[[ Dataset records, beginning ]]

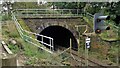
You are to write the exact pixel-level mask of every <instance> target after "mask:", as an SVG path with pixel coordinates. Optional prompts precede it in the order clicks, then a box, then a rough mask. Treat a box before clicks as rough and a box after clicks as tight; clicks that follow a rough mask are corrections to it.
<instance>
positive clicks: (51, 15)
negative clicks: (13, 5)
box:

[[ Dataset records, end ]]
[[ Dataset records, beginning ]]

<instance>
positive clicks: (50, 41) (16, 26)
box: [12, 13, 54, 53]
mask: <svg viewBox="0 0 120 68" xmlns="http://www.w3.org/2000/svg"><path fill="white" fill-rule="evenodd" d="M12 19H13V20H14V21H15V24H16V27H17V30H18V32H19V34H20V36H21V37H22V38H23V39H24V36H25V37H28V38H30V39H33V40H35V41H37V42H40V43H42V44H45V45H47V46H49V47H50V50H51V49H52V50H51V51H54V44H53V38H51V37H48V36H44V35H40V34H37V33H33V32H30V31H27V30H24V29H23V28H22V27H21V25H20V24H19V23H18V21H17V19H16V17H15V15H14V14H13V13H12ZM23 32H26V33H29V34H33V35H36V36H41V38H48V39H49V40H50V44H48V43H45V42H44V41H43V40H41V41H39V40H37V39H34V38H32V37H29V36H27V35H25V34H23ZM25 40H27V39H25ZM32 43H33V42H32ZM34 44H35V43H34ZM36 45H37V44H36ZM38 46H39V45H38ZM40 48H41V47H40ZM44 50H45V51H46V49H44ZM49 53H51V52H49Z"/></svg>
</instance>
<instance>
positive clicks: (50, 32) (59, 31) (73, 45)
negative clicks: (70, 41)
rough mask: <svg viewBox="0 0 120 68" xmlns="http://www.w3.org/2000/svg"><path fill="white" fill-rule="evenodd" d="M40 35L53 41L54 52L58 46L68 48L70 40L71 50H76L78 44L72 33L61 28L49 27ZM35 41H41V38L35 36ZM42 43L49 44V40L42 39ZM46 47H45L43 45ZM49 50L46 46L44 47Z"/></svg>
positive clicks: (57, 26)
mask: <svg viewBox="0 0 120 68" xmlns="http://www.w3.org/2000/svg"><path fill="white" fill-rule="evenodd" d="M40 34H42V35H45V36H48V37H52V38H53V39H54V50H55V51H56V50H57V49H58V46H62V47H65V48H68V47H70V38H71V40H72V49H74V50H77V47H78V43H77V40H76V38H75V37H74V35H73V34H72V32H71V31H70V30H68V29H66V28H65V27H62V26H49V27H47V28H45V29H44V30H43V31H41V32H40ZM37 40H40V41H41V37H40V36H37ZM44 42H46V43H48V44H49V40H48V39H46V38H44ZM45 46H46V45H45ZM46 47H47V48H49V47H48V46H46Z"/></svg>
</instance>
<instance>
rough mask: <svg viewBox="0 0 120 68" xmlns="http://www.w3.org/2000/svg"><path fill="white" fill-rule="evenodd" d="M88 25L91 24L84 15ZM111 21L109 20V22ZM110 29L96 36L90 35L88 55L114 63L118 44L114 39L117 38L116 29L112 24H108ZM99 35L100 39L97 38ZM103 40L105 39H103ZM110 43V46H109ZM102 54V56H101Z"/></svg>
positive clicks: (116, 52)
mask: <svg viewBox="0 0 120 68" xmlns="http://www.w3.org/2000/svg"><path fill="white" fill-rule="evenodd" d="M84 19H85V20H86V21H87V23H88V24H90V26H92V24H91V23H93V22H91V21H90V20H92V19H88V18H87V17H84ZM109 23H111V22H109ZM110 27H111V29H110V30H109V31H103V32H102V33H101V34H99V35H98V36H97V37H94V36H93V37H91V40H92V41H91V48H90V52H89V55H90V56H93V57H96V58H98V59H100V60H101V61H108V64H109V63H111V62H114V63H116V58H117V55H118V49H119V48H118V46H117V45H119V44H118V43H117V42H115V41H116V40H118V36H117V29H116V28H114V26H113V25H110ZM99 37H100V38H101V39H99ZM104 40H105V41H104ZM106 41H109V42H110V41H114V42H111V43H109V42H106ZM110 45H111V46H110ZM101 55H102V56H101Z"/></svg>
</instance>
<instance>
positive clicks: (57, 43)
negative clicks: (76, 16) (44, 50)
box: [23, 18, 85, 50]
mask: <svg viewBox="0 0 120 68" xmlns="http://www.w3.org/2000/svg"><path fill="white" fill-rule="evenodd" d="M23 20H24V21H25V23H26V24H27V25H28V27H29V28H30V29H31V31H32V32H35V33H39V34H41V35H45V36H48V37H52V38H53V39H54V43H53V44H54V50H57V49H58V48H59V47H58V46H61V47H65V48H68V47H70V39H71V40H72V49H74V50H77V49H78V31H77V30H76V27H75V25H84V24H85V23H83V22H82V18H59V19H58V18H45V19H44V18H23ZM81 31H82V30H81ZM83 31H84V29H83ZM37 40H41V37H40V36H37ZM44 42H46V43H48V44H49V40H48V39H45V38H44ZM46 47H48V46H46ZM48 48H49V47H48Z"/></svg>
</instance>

[[ Dataset records, end ]]

Transcribe each line of the data above, unaltered, from the one where "positive clicks: (57, 43)" appears to the one where "negative clicks: (76, 16) (44, 50)" appears, inclusive of both.

Output below:
positive clicks: (57, 43)
negative clicks: (76, 16) (44, 50)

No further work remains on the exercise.